SOURCE TEXT
Tuesday, March 9, 2010

March 9

Next up in my never-ending Victorian novel project is George Gissing's The Whirlpool, and in reading William Greenslade's Introduction to the Everyman paperback, I was startled by the parallels between Gissing's concerns and ours:

Gissing saw....that English society in the 1980s was in the grip of energies which were barely understood, in an increasingly specialised, complex culture....From the mid-1880s gambling in stocks and profit-taking were rife as never before. Large-scale foreign speculation in securities had markedly increased as over-valued shares were acquired by legions of new trust companies. In 1890 Baring Brothers, a leading merchant bank, narrowly avoided collapse. Then, as now, financial scandal was never long out of the headlines.

In the opening chapters of The Whirlpool Gissing allows full rein to the career of speculative finance. The novel openly flaunts the spectacle of uncertainty and instability which accompanies it; its consequences spill out across moral and legal boundaries as money threatens to assume a life of its own....Gissing gives us a world founded upon, but tripped up by, so-called 'securities'....[He] allows us to sense the slippery, hazardous texture of life at the heart of the imperial state....The whirlpool, which eventually engulfs almost every character in the novel is, above all, a condition of modernity.

RECORD EXCERPTS
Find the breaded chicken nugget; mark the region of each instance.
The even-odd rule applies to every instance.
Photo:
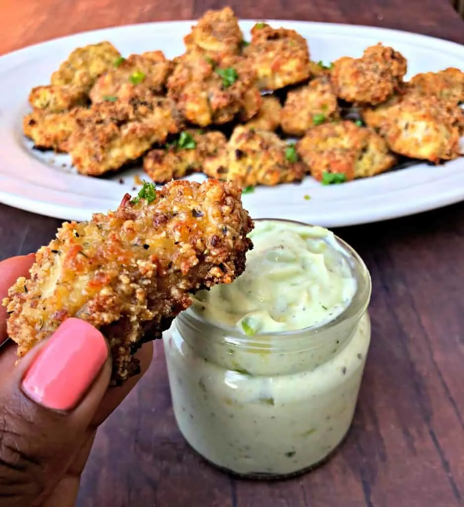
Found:
[[[408,84],[417,93],[436,95],[453,105],[464,102],[464,72],[458,68],[417,74]]]
[[[257,23],[243,54],[252,62],[262,90],[278,90],[307,79],[310,75],[306,39],[294,30],[273,28]]]
[[[323,75],[289,92],[282,110],[282,130],[291,135],[303,135],[315,125],[339,118],[338,103],[330,79]]]
[[[52,75],[51,84],[74,85],[89,91],[99,76],[117,64],[121,54],[108,41],[78,48]]]
[[[188,50],[197,49],[206,55],[238,54],[243,39],[238,20],[230,7],[207,11],[184,39]]]
[[[300,182],[305,172],[294,147],[273,132],[243,125],[234,129],[222,153],[203,163],[207,176],[232,180],[241,187]]]
[[[273,95],[265,95],[258,114],[245,124],[248,128],[257,130],[274,132],[280,125],[282,106],[279,99]]]
[[[261,99],[255,82],[246,58],[205,58],[194,52],[177,59],[168,80],[168,96],[189,121],[206,127],[226,123],[238,114],[248,119],[256,114]]]
[[[124,98],[136,87],[161,94],[165,91],[172,67],[162,51],[131,55],[97,79],[90,91],[90,98],[94,103]]]
[[[339,98],[375,105],[400,88],[406,70],[406,60],[400,53],[378,44],[368,48],[360,58],[336,60],[331,77]]]
[[[205,161],[217,156],[227,140],[220,132],[185,130],[166,149],[152,150],[144,158],[144,169],[155,183],[166,183],[203,168]]]
[[[34,109],[48,113],[63,113],[88,102],[87,90],[72,85],[36,86],[29,94],[29,103]]]
[[[176,133],[182,121],[169,99],[147,92],[127,101],[94,104],[69,139],[73,163],[82,174],[99,176],[141,157]]]
[[[34,111],[23,120],[24,135],[34,141],[37,148],[67,153],[69,150],[69,137],[77,127],[76,117],[82,112],[78,109],[56,113]]]
[[[297,150],[311,175],[324,183],[330,183],[331,174],[342,174],[346,181],[374,176],[396,161],[378,134],[350,121],[310,129],[297,143]]]
[[[396,153],[436,163],[459,155],[464,112],[435,95],[408,93],[363,115]]]
[[[253,223],[237,187],[174,182],[140,193],[115,212],[65,223],[38,251],[30,278],[19,278],[3,301],[19,355],[77,317],[108,340],[120,383],[138,373],[132,354],[161,337],[192,294],[243,271]]]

EXERCISE BRIEF
Please carry on the post about George Gissing's The Whirlpool, starting right after its final sentence. The listing has no part in this work.

ANSWER TO THIS PROBLEM
As an interpretation of how finance has shaped our world from Gissing's day to this, I doubt you could do better than this mammoth Etay Zwick essay from The Point. I have read it twice and am still learning from it. Here are some highlights:

The reality is that business elites promote the stock market far more than the stock market promotes economic growth.

Today a corporation’s success often depends on how much credit it can raise—that is, on how successfully it can sell the promise of future success.

Today, as in all barbarian societies, the desire for esteem has eclipsed the instinct to produce....Why would one bother producing things today, when the jobs producing nothing pay better—not only in cash, but also in prestige?

Perhaps the most troubling feature of the white-collar mindset is that it conceives of work—not just manual work but any kind of work, and especially its own—as irksome, pointless, an interference with life’s pleasures....work is simply something one has to do.

Instead of evaluating ourselves through our projects, self-esteem comes to depend on successfully selling others an image of our value. Promotions come to those who can sell themselves as the future of a company.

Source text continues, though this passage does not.